Spatial localization data
"""

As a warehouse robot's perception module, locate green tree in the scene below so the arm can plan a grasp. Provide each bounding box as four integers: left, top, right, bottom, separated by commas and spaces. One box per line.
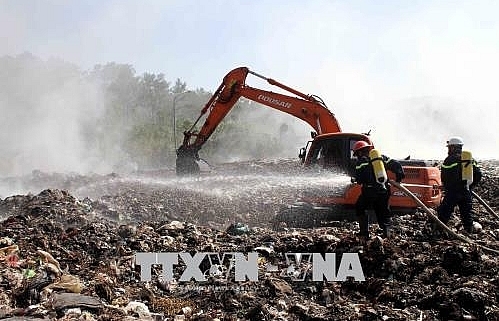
172, 78, 187, 94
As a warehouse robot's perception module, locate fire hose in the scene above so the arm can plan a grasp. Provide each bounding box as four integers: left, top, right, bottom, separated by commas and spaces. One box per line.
471, 191, 499, 220
389, 180, 499, 255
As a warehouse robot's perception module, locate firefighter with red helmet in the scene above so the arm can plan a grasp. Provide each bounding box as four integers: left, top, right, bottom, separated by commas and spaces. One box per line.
351, 140, 405, 240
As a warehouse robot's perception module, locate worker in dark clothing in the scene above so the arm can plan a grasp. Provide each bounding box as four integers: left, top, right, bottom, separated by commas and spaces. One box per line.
351, 141, 405, 240
437, 137, 482, 233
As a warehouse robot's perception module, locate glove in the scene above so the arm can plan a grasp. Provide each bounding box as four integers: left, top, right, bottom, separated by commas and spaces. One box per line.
395, 172, 404, 183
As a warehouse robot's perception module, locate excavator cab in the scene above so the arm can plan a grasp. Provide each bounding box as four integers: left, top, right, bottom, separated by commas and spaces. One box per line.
303, 133, 372, 176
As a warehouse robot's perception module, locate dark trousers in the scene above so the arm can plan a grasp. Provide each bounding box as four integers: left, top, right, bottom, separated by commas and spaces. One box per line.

"""

-- DIRECTIONS FOR THIS TASK --
You need to copy every entry exactly, taking out only the pictures.

-- EXPECTED ANSWER --
As a warehouse robot's perception module, locate green tree in the scene below so the arm can plan a grasp. Provide each bounding box as four integers: left, top, right, bottom, separated by commas and spaces. One box per line.
172, 78, 187, 94
As a warehouse robot's perception module, locate fire hose in the scene above so the arm can plan a grasp. Provide each bounding box as four integers: left, top, right, bottom, separated by commas and spaces. One box per line.
471, 191, 499, 220
389, 180, 499, 255
As a warehouse robot's perception module, locate firefighter with red helmet in the scene above so the arm can plan a grasp. Provide each bounding box as four integers: left, top, right, bottom, separated by commas and spaces. One box per line.
351, 140, 405, 240
As a warehouse robot's perception module, locate worker in dark clothing in the scene above so the arm can plan a grasp. Provide each bounding box as four integers: left, top, right, bottom, separated by commas and spaces. One box per line.
351, 141, 405, 240
437, 137, 482, 233
As a warehouse robot's perception module, locate glove in the scene above so the arm can plan a grasp. Provide each bounding box as four integers: left, top, right, bottom, separated by commas and spaces. One box per line.
395, 172, 404, 183
As a warehouse robot's perception module, locate excavator cab in the scene above so the arm can plan a grasp. Provide each bounding box as four integers: left, top, right, bottom, separated by commas and spaces. One box per line.
303, 133, 372, 176
As a warehouse robot's perception module, locate dark trousers in the scene above so the arm can plan a grasp. Provide each bounding box as four integers: left, top, right, bottom, separated by commas and spaces. One box per line.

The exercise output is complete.